Problems to work on ->
A) Please answer these questions from the text on Connemara ponies:
(i) In what year did the Congested District Board offer the Welsh Cob stallion?
(ii) For how much was Dynamite sold to a wealthy American?
(iii) Aboard which ship did James Llewellyn travel from Cork to New York?
B) Switch "grandfather" to "grandmother" in the text on Connemara ponies, and write out the passage that begins at the words "Connemara Ponies and" and stops after "James Llewellyn Lyons.".

Reading text ->
## BEGIN

Connemara Ponies and Cannon Ball
By Leslie Lyons
My grandfather, Thomas Henry, had a great interest in ponies and indeed in animals of every kind. I am told that he was often called upon to advise or help when a neighbour had a sick or ailing animal. Veterinary surgeons were few and far between in those days and in any event you could be a long time waiting for one to arrive by pony and trap.
Congested District Board
In 1893 the Congested District Board offered a chestnut Welsh Cob stallion to George Lyons of Bunnakill but this animal was instead located with my grandfather at Tullaboy and named Prince Llewelyn . I do not know if the stallion was named when he arrived here but it was a common name in Wales and it is interesting to note that my grandfather’s mother, Sophia Griffiths was from Wales and one of my granduncles, born c.1870, was named James Llewellyn Lyons.
Thomas Henry would have been 26 in 1891 and had a number of good Connemara mares. Dynamite and Powder were two of the offspring of these and both were sired byPrince Llewellyn . Dynamite was chestnut in colour and was a famous trotting pony. He was the sire of the famous Cannon Ball and won many prizes for style and action before being sold to a wealthy American for £100. I understand that my granduncle, James Llewellyn accompanied Dynamite to New York travelling from Cork aboard the SS Umbria on 16th October 1904 (the year in which Cannon Ball was born). He arrived at Ellis Island, Port of New York on 22nd October giving as his destination 225 East 77th Street, New York City and the name Thomas Stark. Some time later he continued on to Pittsburg, where he married Margaret Reynolds in 1910 before moving to Sacramento and joining the fire department there. He never returned to Ireland. His only surviving son, Edward lives in Sacramento as do various grandchildren and great-grand children.

## END

Supplied material ->
## BEGIN

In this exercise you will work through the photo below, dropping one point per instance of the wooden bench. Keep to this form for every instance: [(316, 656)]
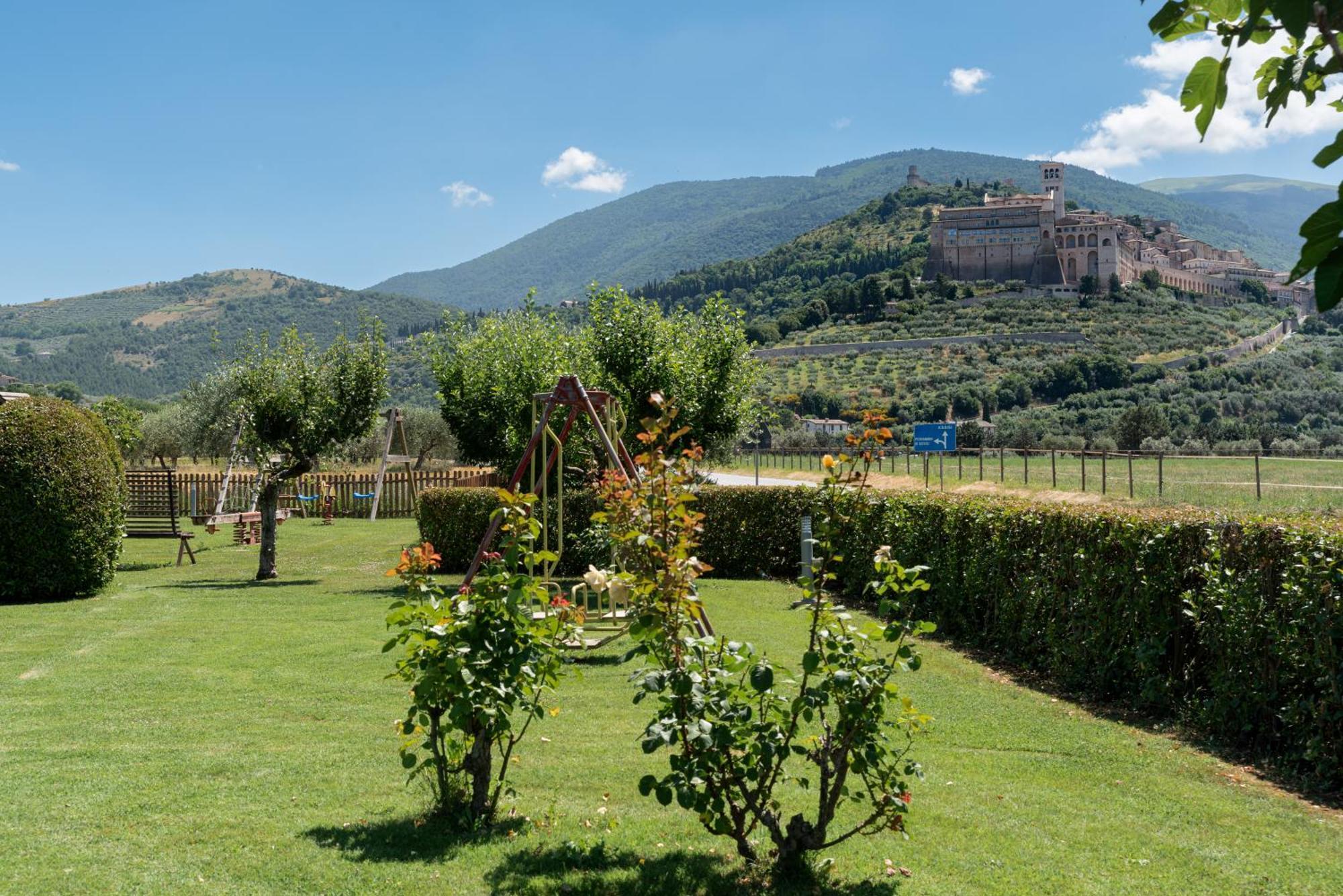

## END

Answers provided ->
A)
(i) 1893
(ii) £100
(iii) The SS Umbria

B)
Connemara Ponies and Cannon Ball
By Leslie Lyons
My grandmother, Thomas Henry, had a great interest in ponies and indeed in animals of every kind. I am told that he was often called upon to advise or help when a neighbour had a sick or ailing animal. Veterinary surgeons were few and far between in those days and in any event you could be a long time waiting for one to arrive by pony and trap.
Congested District Board
In 1893 the Congested District Board offered a chestnut Welsh Cob stallion to George Lyons of Bunnakill but this animal was instead located with my grandmother at Tullaboy and named Prince Llewelyn . I do not know if the stallion was named when he arrived here but it was a common name in Wales and it is interesting to note that my grandmother’s mother, Sophia Griffiths was from Wales and one of my granduncles, born c.1870, was named James Llewellyn Lyons.